* **WHAT YOU WILL DO**:
Repeat every line below exactly, word for word.

━━━ THE RECORDS

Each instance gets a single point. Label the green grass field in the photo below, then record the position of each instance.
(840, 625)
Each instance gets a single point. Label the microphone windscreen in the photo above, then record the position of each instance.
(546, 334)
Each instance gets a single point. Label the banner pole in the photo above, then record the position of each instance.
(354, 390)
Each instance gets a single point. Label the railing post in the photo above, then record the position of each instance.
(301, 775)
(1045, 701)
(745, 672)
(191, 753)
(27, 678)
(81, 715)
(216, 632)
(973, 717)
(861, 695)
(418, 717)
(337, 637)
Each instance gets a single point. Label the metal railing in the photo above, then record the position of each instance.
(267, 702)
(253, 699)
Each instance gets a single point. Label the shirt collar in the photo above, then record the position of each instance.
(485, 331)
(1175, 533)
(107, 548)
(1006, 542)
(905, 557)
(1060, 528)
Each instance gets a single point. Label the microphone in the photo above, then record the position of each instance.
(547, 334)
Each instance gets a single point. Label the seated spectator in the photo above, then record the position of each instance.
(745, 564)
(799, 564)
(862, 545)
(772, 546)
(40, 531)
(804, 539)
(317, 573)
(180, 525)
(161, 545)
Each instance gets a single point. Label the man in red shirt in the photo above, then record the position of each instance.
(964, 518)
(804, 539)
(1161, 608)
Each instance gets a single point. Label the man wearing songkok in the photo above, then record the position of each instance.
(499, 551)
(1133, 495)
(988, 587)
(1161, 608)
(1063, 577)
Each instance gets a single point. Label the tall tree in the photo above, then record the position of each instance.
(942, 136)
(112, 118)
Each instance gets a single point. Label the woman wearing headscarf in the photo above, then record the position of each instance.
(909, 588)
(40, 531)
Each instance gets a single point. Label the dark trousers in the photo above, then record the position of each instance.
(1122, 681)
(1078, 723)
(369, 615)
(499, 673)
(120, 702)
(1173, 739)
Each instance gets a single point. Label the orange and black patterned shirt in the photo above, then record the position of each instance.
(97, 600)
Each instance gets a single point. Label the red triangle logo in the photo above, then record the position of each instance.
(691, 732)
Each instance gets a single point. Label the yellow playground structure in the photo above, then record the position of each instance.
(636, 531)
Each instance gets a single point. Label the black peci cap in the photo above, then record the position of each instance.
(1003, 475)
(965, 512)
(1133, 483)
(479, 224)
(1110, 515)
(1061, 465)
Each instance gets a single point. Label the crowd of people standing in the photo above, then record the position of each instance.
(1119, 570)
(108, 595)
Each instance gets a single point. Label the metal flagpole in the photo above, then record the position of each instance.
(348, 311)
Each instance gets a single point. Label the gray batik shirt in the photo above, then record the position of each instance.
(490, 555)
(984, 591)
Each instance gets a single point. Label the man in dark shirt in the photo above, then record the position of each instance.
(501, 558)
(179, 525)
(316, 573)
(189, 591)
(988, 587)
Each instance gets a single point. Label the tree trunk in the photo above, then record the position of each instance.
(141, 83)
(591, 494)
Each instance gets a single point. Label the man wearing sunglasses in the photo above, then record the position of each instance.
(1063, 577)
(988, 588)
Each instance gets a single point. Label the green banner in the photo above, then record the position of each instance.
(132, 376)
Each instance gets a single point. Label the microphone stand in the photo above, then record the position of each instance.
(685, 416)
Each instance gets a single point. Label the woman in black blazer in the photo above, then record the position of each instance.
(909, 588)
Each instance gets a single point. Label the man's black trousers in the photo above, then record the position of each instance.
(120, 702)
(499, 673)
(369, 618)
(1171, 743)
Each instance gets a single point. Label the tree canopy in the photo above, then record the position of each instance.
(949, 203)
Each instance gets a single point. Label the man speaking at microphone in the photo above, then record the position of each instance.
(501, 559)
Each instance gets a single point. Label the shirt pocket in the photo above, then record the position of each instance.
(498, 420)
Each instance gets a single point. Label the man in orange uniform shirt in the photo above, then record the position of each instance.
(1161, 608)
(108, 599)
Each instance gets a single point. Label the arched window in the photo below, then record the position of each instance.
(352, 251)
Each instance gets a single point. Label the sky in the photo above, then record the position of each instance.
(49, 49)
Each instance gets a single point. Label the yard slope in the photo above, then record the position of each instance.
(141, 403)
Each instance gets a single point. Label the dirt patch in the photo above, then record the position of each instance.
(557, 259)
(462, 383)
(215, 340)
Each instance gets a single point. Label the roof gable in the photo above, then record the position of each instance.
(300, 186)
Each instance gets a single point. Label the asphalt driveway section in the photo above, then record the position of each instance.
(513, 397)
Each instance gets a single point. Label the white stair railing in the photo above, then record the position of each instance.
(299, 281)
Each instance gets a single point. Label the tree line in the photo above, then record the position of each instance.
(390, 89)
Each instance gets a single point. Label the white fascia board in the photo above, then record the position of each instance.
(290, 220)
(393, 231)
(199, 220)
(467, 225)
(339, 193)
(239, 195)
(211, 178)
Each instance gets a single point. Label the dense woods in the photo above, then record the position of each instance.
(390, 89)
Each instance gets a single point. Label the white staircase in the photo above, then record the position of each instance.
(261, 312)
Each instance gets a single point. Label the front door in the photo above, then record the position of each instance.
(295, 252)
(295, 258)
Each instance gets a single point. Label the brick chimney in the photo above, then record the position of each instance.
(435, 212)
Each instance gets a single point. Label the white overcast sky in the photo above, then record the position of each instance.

━━━━━━

* **ANSWER TO THIS TASK**:
Each instance gets a single point. Label the green grass field in the photo below, then record the position of each instance.
(840, 625)
Each instance gets a single point. Label the microphone windscreen in the photo above, then record the position of each instance.
(546, 334)
Each instance gets a single point. Label the banner pole in the photo above, then record the position of each instance.
(354, 390)
Each instance gets a single point. Label the railing post in the photo above, then record the position of each instance.
(301, 775)
(1045, 701)
(745, 672)
(191, 753)
(27, 678)
(81, 715)
(216, 632)
(973, 717)
(861, 695)
(418, 717)
(337, 637)
Each instance gets a single point. Label the metal railing in the photo above, then record the position of each instance.
(267, 702)
(253, 699)
Each instance gets a single point. Label the shirt collar in the photo above, then record the position of each instance.
(485, 331)
(1175, 533)
(107, 548)
(1006, 542)
(905, 557)
(1060, 528)
Each instance gets a single point. Label the microphone in the photo above, then record the position of each instance.
(547, 334)
Each instance gets a single point. Label the seated spectator in the photo above, then record the position of each instance.
(745, 564)
(799, 564)
(862, 545)
(772, 546)
(40, 531)
(804, 539)
(317, 573)
(180, 525)
(161, 545)
Each instance gets a single point. Label the man in red shirt in the photo above, then record the position of each instance.
(964, 518)
(804, 539)
(1161, 608)
Each instance gets a single point. Label the man wearing songkok in the photo above, then record the position of each instance.
(499, 551)
(1133, 495)
(988, 587)
(1161, 608)
(1063, 577)
Each instance gets a single point. Label the tall tree in the photo above, then record the position of each instance.
(942, 136)
(112, 118)
Each instance gets a single point. Label the woman wearing headscarf in the photo above, then record the position of each instance.
(909, 588)
(40, 531)
Each instance gets a single point. Label the dark trousers in the photo above, then record the position of each instance.
(1122, 681)
(1078, 723)
(369, 615)
(499, 673)
(120, 702)
(1173, 739)
Each instance gets a single point. Label the orange and black patterned shirt in the photo above, then record the position of each instance.
(97, 600)
Each instance gets a single point. Label the red triangle logo in the photo above, then record the position of each instance.
(691, 732)
Each instance gets a single point. Label the yellow playground structure in the photo above, then record the position of each instance.
(636, 531)
Each instance gets a single point. Label the black peci cap in the photo above, then record the position of each instance.
(1003, 475)
(965, 512)
(1133, 483)
(479, 224)
(1110, 515)
(1061, 465)
Each instance gets a single point. Label the crowd of people standing in the photo above, then record the position of each instance.
(1119, 570)
(108, 595)
Each instance gets a single point. Label the metal flagpole in the photo above, then record the position of each instance.
(348, 311)
Each instance gets a single point. Label the gray batik shirt in the photo above, then record the position of each instance.
(490, 555)
(984, 591)
Each instance gets a single point. Label the man in dark shirt in the photo above, then record the position of each instance.
(501, 558)
(179, 525)
(316, 573)
(189, 591)
(988, 587)
Each instance gets a single point. Label the tree trunk in the photo above, then record the position of each instance.
(141, 83)
(591, 494)
Each instance gets a single point. Label the man wearing sunglasses in the photo above, then record the position of each instance.
(1063, 577)
(988, 588)
Each instance gets a single point. Label the green banner in the photo above, then record the position of each instance.
(132, 376)
Each instance gets a single point. Label the microphone stand in the photo above, then record the position of each instance.
(685, 416)
Each instance gets a single point. Label the woman in black blazer in the photo above, then record the position of each instance.
(909, 588)
Each instance gets a single point. Label the man's black trousers in the photo above, then record the position of each instance.
(120, 702)
(499, 673)
(369, 618)
(1171, 743)
Each instance gets a single point. Label the tree canopy in the photo above, then record the position of each instance.
(949, 203)
Each instance gets a single point. Label the man speaking at microphone in the photo above, then record the position of each instance.
(501, 559)
Each instance gets a single point. Label the shirt pocket in the photo above, then record the position of each instance.
(498, 420)
Each instance gets a single point. Label the man in orange uniform shirt in the photo above, then record the position of each instance.
(1161, 608)
(108, 599)
Each instance gets a single point. Label the arched window in the photo below, then record the position of each instance.
(352, 251)
Each instance gets a single point. Label the sky in the photo above, then record the position of each instance.
(49, 49)
Each instance gets a single point. Label the yard slope in the photo above, then record the position of each instance.
(141, 403)
Each instance gets a single point. Label the dirt patch in the photo above, then record the position of each instance.
(557, 259)
(462, 383)
(215, 340)
Each instance gets a single point. Label the roof gable in the photo above, then record the position of each instance.
(300, 186)
Each instance gets a single point. Label the asphalt driveway section in the photo above, then record the position of each instance.
(513, 397)
Each instance gets a single point. Label the white stair railing in the photo above, then record the position of each instance.
(299, 281)
Each instance gets a single point. Label the tree line in the photo above, then record the position of each instance.
(390, 89)
Each instance gets a single point. Label the white fascia board in the photo above, then record the position of each instance.
(290, 220)
(393, 231)
(199, 220)
(467, 225)
(339, 193)
(239, 195)
(211, 178)
Each instance gets a single point. Label the dense woods in the photo above, then record the position of each instance.
(390, 89)
Each instance gets a single point. Label the white staircase in the photo above, then record the position of each instance.
(261, 312)
Each instance gets a single point. Label the front door in the photo above, then record the position of each instance.
(295, 252)
(295, 258)
Each instance gets a single point. Label the brick chimney in the photo above, then record the position of each instance.
(435, 212)
Each instance gets a single point. Label the white overcast sky in the photo above, then record the position of each instance.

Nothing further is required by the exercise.